# What this task involves:
Transcribe exactly, and only, the lines from the one containing "Target: leopard print cushion" through the last line of the data.

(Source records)
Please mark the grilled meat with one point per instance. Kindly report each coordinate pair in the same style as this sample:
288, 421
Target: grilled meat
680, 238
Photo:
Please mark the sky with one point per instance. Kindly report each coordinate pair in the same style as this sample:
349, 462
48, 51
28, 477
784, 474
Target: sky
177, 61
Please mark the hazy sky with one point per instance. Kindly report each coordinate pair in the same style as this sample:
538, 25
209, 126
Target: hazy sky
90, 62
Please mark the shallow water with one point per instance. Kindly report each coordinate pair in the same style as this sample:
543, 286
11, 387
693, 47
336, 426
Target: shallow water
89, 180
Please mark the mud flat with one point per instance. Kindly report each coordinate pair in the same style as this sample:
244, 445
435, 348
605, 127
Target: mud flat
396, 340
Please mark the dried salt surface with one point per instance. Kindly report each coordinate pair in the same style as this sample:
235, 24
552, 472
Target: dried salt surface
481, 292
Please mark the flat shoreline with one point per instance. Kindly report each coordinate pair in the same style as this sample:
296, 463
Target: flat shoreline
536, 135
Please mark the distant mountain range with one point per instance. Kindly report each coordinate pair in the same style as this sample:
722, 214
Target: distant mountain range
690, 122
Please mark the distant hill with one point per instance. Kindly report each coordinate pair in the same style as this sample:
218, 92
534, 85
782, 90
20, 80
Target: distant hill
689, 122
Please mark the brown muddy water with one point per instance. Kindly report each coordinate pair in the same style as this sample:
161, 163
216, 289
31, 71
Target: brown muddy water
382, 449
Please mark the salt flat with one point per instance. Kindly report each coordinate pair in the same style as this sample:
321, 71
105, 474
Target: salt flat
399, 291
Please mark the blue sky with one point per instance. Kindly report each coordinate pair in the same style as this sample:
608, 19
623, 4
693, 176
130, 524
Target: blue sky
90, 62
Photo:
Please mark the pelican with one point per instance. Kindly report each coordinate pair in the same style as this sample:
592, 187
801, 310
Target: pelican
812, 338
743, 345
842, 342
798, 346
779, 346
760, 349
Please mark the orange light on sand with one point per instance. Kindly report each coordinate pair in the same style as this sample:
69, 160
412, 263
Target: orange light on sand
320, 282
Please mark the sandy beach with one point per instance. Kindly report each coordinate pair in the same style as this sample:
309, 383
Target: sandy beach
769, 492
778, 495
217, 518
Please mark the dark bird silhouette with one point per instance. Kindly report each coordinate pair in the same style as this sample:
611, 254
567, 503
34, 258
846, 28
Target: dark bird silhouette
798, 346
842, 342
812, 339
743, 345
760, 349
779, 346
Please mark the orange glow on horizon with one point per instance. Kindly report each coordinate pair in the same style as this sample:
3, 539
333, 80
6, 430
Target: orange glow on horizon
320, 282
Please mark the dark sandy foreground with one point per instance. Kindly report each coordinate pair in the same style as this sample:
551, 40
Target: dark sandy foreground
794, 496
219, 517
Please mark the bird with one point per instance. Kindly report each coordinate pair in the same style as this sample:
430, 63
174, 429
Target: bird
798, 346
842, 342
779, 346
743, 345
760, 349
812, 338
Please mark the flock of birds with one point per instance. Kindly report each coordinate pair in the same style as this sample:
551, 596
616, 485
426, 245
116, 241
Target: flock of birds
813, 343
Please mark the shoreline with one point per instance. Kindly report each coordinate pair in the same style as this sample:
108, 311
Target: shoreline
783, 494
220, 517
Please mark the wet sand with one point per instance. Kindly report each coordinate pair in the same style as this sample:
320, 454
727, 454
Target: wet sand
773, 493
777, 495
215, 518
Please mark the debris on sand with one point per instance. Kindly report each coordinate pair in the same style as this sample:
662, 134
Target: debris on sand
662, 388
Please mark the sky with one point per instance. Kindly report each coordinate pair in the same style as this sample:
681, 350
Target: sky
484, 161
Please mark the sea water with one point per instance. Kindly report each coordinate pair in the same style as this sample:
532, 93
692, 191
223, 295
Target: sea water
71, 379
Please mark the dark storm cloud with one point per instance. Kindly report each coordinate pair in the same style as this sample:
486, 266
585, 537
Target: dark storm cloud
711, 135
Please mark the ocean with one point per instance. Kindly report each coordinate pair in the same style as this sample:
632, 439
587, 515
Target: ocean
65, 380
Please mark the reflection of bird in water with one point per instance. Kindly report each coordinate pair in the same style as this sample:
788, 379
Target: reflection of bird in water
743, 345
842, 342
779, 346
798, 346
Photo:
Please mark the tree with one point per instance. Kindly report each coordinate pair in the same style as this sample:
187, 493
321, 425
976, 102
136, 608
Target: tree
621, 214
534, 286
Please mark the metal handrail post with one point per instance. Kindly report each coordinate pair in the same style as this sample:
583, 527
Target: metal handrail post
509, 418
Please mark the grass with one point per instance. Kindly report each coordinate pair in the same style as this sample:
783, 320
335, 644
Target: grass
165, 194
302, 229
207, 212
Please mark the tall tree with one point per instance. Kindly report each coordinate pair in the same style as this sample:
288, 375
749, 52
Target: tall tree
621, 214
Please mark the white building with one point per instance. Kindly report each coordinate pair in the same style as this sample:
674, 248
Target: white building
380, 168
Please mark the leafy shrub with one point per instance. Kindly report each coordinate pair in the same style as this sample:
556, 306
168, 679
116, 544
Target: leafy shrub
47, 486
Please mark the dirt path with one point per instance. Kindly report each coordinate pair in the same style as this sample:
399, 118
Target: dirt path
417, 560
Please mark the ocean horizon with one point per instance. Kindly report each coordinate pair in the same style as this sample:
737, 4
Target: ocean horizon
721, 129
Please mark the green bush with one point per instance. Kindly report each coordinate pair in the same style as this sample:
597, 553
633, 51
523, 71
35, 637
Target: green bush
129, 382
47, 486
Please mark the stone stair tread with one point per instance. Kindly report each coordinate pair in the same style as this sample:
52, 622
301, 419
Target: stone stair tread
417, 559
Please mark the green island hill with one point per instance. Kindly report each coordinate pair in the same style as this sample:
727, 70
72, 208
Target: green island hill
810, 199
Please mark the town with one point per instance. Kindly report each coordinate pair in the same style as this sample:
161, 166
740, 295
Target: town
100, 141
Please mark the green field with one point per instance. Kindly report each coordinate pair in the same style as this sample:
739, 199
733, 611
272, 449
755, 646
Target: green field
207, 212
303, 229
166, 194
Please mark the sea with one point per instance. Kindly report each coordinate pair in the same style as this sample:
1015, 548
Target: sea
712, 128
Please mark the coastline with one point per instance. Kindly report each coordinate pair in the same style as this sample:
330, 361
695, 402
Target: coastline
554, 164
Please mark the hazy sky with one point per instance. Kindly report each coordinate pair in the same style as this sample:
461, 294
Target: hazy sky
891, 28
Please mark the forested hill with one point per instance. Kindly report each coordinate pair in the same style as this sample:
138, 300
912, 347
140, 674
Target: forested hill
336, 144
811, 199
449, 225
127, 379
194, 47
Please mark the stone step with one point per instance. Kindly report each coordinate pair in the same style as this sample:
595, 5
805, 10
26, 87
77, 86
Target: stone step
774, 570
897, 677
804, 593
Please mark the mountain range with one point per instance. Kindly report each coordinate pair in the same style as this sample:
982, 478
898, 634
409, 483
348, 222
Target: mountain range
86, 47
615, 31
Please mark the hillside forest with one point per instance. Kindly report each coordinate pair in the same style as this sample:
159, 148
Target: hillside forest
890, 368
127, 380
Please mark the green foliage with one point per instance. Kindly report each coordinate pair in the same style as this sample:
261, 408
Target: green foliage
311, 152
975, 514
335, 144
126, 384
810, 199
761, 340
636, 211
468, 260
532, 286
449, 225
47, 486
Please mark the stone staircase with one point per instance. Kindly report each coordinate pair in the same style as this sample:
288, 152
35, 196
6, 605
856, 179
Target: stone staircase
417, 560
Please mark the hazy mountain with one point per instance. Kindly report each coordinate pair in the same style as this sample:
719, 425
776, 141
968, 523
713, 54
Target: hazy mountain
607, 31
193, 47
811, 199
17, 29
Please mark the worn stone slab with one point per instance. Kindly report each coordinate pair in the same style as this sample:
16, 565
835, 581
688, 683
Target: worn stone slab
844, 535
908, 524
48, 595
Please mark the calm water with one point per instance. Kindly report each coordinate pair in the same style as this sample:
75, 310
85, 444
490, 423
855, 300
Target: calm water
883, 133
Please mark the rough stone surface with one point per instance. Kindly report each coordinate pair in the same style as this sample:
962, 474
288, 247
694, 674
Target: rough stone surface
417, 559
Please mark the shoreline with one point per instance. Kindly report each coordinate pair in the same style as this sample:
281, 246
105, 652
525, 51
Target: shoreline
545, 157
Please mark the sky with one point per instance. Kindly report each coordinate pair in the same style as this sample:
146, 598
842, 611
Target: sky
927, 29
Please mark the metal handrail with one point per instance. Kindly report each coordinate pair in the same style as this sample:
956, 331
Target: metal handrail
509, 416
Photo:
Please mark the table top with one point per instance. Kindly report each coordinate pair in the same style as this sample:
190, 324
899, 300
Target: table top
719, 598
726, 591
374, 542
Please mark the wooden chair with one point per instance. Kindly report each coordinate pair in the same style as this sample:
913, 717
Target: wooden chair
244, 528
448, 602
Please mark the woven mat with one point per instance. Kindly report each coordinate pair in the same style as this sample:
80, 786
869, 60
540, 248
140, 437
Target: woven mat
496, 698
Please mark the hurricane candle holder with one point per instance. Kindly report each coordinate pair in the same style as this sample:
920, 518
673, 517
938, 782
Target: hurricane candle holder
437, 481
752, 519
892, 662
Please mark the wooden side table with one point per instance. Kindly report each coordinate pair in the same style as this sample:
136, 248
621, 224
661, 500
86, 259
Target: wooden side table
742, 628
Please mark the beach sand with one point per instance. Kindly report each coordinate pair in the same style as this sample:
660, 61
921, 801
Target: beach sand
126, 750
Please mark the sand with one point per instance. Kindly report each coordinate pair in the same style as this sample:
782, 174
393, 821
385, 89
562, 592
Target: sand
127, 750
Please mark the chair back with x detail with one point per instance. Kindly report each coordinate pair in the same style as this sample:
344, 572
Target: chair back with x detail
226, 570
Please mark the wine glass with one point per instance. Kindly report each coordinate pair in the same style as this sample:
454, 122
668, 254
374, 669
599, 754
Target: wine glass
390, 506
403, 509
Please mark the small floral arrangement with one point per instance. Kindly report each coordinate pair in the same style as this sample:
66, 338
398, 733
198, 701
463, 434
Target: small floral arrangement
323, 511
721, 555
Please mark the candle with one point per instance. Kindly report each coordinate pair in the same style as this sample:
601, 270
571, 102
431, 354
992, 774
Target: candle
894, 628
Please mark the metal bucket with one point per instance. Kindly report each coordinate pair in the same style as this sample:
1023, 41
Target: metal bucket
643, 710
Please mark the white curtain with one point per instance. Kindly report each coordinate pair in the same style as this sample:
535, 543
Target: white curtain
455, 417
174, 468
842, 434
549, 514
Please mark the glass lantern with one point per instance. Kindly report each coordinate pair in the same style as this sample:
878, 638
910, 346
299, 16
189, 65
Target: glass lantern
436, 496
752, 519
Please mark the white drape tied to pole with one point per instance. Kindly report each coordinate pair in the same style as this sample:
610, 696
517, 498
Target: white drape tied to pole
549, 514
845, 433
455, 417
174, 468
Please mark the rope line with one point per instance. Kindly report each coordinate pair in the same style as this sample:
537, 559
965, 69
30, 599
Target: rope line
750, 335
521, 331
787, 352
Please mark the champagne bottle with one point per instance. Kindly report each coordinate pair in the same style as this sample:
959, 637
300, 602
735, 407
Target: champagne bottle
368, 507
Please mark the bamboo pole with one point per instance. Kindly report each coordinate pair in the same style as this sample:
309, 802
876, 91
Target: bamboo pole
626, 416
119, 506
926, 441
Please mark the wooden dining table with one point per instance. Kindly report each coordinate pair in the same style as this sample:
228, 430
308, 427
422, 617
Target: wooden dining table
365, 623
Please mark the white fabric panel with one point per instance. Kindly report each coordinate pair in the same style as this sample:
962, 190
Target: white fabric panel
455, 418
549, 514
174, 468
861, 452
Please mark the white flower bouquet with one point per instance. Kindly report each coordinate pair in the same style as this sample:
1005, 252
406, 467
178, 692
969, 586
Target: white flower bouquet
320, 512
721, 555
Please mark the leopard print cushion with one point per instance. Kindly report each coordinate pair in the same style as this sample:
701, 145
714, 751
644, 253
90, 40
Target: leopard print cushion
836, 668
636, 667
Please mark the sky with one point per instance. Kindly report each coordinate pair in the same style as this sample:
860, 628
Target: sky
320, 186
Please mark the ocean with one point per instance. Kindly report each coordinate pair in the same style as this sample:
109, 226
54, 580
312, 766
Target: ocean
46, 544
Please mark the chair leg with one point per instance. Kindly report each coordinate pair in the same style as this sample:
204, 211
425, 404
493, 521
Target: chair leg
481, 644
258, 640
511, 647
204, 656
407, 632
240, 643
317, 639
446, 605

# Solved exercise:
Target: leopard print cushion
836, 668
636, 667
Please mark the sky with one point per instance. Kindly report each coordinate pair in the same style as this sample:
860, 628
Target: sky
320, 186
Please mark the ocean with one point per instance. Kindly report each coordinate pair in the same style as this sample:
109, 226
54, 580
312, 766
Target: ocean
46, 544
Please mark the chair leg with one point per instance. Kindly report each coordinate pair in the same style as this sample:
204, 211
425, 404
493, 521
Target: chair leg
481, 644
258, 640
511, 647
204, 656
407, 632
240, 643
317, 639
446, 605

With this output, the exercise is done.